Records excerpted from a collection
## Start

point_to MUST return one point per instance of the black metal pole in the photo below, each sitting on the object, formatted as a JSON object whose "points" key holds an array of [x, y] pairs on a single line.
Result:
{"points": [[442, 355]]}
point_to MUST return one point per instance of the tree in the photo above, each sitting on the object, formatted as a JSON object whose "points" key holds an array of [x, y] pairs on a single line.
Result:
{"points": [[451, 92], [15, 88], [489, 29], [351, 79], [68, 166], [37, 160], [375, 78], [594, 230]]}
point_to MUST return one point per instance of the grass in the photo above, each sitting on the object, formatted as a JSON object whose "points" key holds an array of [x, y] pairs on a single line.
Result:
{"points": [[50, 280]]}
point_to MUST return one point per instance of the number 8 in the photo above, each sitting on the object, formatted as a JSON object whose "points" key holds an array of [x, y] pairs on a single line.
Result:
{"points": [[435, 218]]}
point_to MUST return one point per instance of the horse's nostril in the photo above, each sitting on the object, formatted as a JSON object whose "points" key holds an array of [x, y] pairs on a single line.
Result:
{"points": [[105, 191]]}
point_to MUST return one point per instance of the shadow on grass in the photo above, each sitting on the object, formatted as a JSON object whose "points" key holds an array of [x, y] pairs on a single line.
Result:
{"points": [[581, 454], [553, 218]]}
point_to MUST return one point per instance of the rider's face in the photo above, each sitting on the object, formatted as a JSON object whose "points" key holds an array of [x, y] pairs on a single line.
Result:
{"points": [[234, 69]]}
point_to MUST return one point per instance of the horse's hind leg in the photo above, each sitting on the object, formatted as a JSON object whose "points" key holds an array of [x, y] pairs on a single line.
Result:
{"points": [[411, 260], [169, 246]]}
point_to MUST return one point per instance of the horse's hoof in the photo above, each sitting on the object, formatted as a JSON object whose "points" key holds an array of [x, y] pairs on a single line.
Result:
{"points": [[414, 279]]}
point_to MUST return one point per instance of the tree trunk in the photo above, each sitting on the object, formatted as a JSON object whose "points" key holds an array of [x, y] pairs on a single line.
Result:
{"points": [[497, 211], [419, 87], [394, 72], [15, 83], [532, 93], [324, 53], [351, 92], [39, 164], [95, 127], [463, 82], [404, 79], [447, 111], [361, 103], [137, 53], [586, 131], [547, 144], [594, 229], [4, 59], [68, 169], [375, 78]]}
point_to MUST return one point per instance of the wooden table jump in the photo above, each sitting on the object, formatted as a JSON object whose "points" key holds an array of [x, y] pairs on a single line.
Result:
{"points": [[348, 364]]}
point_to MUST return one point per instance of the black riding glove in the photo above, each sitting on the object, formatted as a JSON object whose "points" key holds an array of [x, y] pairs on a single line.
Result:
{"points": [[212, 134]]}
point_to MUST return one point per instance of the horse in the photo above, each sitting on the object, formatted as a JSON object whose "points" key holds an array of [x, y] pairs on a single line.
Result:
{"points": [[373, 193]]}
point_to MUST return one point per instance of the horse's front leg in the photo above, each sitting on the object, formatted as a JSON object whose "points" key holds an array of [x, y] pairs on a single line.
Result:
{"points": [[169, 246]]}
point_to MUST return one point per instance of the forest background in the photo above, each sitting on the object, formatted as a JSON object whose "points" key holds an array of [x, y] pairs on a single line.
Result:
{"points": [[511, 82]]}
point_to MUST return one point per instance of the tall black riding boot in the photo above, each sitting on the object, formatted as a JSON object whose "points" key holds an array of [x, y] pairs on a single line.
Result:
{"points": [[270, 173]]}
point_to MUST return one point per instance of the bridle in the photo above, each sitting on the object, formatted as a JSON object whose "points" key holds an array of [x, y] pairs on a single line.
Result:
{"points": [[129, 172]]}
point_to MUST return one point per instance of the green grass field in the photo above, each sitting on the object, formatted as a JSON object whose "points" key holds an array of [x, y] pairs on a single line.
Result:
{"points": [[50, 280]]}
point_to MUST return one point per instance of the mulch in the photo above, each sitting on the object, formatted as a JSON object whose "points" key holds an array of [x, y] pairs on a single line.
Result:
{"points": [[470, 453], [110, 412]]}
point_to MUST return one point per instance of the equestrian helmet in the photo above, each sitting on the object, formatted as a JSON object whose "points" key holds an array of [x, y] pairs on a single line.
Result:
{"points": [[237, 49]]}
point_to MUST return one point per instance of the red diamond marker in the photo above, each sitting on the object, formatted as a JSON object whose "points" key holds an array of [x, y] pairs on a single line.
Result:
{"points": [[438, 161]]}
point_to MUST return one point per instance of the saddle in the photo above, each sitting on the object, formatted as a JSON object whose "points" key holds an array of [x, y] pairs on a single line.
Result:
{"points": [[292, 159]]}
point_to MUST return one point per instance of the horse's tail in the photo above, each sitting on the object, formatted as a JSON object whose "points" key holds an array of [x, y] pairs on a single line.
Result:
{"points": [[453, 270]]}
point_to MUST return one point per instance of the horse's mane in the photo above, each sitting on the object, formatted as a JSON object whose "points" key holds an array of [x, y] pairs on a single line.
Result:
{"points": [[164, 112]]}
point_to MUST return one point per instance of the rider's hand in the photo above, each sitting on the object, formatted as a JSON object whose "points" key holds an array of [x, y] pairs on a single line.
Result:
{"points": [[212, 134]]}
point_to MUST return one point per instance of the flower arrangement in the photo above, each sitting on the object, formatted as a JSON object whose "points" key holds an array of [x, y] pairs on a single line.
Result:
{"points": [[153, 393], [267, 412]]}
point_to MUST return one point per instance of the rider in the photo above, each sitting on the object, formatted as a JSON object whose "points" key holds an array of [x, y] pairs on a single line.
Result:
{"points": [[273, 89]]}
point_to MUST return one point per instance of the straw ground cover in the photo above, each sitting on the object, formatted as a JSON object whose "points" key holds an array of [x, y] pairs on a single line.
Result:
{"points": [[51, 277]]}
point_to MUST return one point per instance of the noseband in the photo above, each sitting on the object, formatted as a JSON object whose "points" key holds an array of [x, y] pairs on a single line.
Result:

## End

DIRECTION: Set out exactly the run of lines that begins at the line holding "point_to MUST return one point per instance of the flower" and ends at the last line of the data.

FULL OUTPUT:
point_to MUST return one point per instance of the flower arrangement in the photo above, each sitting on the object, formatted as a JSON object whose "points" key holds an array of [x, y] pairs on a single line.
Result:
{"points": [[153, 393], [267, 412]]}
point_to MUST return one point per instance of the rider in the photo above, each sitting on the object, formatted as a JSON object whose "points" key holds an array of [x, y] pairs on a single line.
Result:
{"points": [[273, 89]]}
point_to MUST return one point per instance of the straw ground cover in the photo above, each sitting on the object, formatted as a JSON object whose "points" key holds an array of [x, y] pairs on a single line.
Result:
{"points": [[51, 277]]}
point_to MUST return one point per instance of the noseband in the photo above, each sitting on the object, formatted as a JSON object whose "points" key holds an array of [x, y] pairs on a single line.
Result:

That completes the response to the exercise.